▶ **Given task 1**
Condense the paragraph of the pumpkin festival text that begins "The Virginia Pumpkin Festival is an annual event" into a short bulleted list of its main facts.
▶ **Given task 2**
In the pumpkin festival text, who won the first Virginia Pumpkin Competition?
▶ **Given task 3**
Render this sentence from the pumpkin festival text in Spanish: "The festival began in 2007 with crowds of up to ten thousand."

##### Document passage #####

The Virginia Pumpkin Festival is an annual event held from 2007 to 2019 and since 2021 in the town of Virginia, County Cavan in the Republic of Ireland. The festival takes place every bank holiday weekend at Halloween at the end of October.

History

The festival began in 2007 with crowds of up to ten thousand. On the Friday night the whole town was suddenly pitch black, before being completely lit up by candle light from pumpkin lanterns which were placed throughout the town. The events continued on Saturday with a variety of activities for all ages which included pumpkin olympics, arts and crafts exhibitions and music from local band "RHETOFIRE".  Then followed the Pumpkin King and Queen competition when perfectly dressed Ladies and Gentlemen representing the public houses in the town were interviewed, Avril Soden and Martin Tynan were crowned as king and queen.  On the Sunday afternoon the main event of the festival took place, pumpkin weigh in followed by a parade. The winner of the first ever Virginia Pumpkin Competition was Ed Molloy from Co. Longford.This year, the Festival was launched by famous chef Richard Corrigan.

##### Provided records #####

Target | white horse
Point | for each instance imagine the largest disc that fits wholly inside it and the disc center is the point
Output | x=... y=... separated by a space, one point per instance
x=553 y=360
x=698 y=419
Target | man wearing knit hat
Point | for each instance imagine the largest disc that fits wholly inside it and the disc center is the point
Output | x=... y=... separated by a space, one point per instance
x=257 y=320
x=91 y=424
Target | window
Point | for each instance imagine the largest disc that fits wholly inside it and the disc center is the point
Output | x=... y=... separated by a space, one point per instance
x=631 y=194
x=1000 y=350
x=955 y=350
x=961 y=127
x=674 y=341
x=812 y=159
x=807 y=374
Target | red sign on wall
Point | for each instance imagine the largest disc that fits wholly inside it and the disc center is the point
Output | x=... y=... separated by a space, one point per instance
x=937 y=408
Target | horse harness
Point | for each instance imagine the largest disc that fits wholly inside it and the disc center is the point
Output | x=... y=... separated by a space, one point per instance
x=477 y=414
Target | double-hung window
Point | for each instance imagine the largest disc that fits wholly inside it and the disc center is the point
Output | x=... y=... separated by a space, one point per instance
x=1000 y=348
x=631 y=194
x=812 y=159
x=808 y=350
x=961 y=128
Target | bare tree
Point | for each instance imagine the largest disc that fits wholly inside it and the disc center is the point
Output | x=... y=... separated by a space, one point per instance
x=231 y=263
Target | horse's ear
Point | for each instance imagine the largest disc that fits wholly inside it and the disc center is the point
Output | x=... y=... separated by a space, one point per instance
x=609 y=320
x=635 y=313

#####
##### Provided records #####

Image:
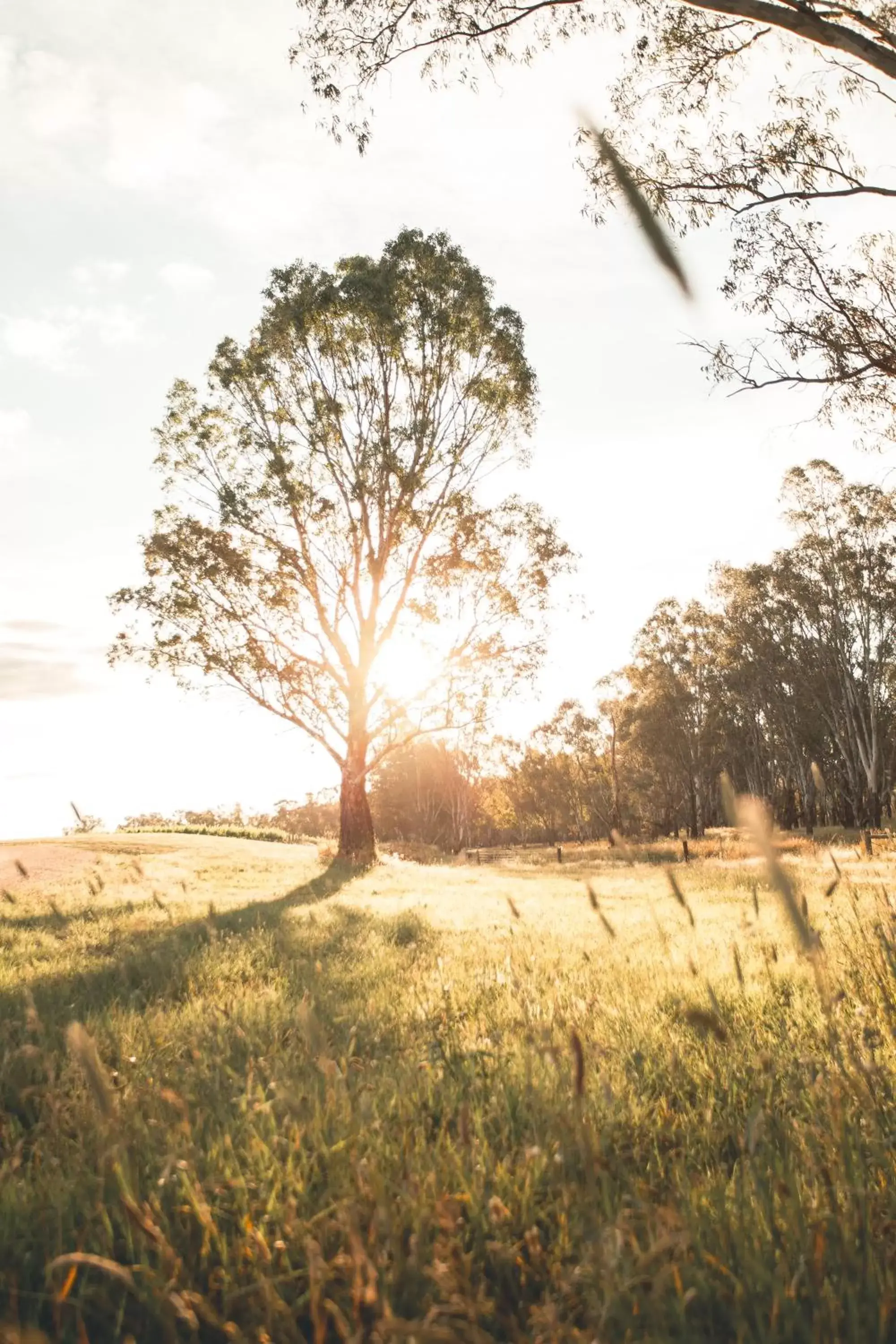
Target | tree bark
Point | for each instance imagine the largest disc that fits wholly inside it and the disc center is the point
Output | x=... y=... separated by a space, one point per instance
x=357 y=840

#####

▶ **Written response 1**
- Annual event in the town of Virginia, County Cavan, Republic of Ireland
- Held from 2007 to 2019 and again since 2021
- Takes place over the Halloween bank holiday weekend at the end of October

▶ **Written response 2**
Ed Molloy from Co. Longford won the first Virginia Pumpkin Competition.

▶ **Written response 3**
El festival comenzó en 2007 con multitudes de hasta diez mil personas.